(EXTRACT PROVIDED):
BitClave did not admit to wrongdoing, but promised to return the $25.5 million raised in the ICO and pay about $4 million in additional fines.
The payment was deposited on November 20 into an escrow account called the Fair Fund distributed by the SEC.
In 2017, BitClave launched its Consumer Activity Token (CAT), which the SEC argued was a securities offering because investors had reason to believe the value of CAT would rise.
According to a 2020 SEC filing, CAT’s white paper states, “(a) As more service providers participate, the amount of CAT required for equivalent services will gradually decrease as the value of CAT increases.”
BitClave also agreed to burn 1 billion uncirculated CAT tokens and request exchange delisting.
The SEC has taken an aggressive regulatory stance on cryptocurrencies under U.S. President Joe Biden, taking more than 100 regulatory actions against companies in the industry.
Last July, President-elect Donald Trump promised to “fire” current SEC Chairman Gary Gensler.
Trump also said he wanted to make the United States the “crypto capital of the world.”
On October 2, Gurbir Grewal, the SEC’s head of enforcement, resigned from his position.
As Cointelegraph reported, Trump is considering creating a new White House post dedicated entirely to cryptocurrency policy. The role will be the first cryptocurrency-related White House post.

Entries from a point annotation set:
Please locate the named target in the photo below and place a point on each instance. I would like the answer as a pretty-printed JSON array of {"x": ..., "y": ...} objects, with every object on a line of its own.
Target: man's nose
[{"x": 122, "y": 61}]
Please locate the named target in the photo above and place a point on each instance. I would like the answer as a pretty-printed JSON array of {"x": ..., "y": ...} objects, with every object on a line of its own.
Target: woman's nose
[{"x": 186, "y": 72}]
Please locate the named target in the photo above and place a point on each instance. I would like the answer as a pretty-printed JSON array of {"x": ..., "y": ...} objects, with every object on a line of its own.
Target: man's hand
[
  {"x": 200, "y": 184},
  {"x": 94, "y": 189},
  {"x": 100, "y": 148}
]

--

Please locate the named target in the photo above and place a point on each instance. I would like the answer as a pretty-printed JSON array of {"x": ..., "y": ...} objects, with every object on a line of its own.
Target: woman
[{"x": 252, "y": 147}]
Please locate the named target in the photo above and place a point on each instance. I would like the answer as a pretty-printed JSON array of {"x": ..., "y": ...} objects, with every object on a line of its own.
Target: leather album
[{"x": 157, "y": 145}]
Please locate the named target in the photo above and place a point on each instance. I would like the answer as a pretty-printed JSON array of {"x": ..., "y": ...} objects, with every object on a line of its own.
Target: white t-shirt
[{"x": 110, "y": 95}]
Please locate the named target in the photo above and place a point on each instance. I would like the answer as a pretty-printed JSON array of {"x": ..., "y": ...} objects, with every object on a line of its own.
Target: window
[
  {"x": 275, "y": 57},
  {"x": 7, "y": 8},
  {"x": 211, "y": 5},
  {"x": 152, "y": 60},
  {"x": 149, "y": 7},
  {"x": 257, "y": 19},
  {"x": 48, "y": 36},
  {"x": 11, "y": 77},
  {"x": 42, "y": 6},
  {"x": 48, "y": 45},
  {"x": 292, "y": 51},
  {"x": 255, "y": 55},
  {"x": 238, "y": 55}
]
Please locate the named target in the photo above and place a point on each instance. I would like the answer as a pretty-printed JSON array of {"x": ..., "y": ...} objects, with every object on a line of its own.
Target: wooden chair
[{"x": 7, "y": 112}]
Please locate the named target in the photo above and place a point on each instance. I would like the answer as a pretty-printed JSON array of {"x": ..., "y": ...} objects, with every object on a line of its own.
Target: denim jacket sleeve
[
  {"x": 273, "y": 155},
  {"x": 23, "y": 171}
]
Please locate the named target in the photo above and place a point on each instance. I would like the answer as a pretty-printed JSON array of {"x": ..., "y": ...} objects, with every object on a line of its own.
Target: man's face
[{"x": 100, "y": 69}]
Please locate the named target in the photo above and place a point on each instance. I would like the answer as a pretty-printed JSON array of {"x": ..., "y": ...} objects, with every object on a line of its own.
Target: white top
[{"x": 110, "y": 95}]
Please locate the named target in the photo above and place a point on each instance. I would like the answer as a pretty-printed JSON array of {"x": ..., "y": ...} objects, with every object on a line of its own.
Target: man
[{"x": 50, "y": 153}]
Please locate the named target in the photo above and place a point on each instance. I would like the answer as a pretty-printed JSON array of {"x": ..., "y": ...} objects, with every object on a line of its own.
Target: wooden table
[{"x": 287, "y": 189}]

...

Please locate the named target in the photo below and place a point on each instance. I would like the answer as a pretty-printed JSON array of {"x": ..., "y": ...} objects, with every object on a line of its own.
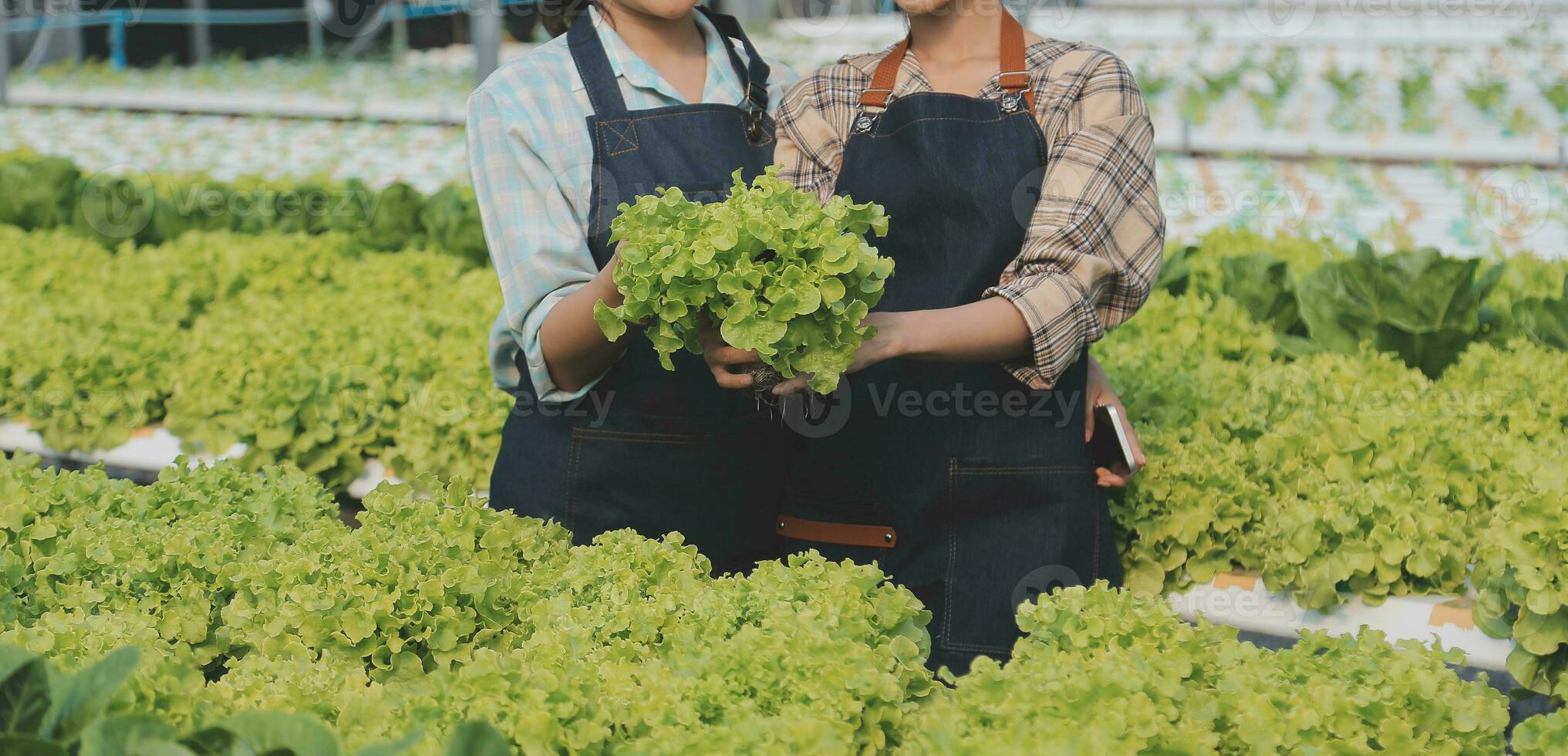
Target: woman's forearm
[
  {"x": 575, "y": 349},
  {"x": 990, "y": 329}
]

(EXERCISE SET):
1: In the BitClave passage, on what date was the payment deposited into the escrow account?
2: Reproduce word for word the part of the BitClave passage that opens with the words containing "Trump also said" and closes with "from his position.".
These lines are separate material and are not part of the BitClave passage.

(THE REPLIES):
1: November 20

2:
Trump also said he wanted to make the United States the “crypto capital of the world.”
On October 2, Gurbir Grewal, the SEC’s head of enforcement, resigned from his position.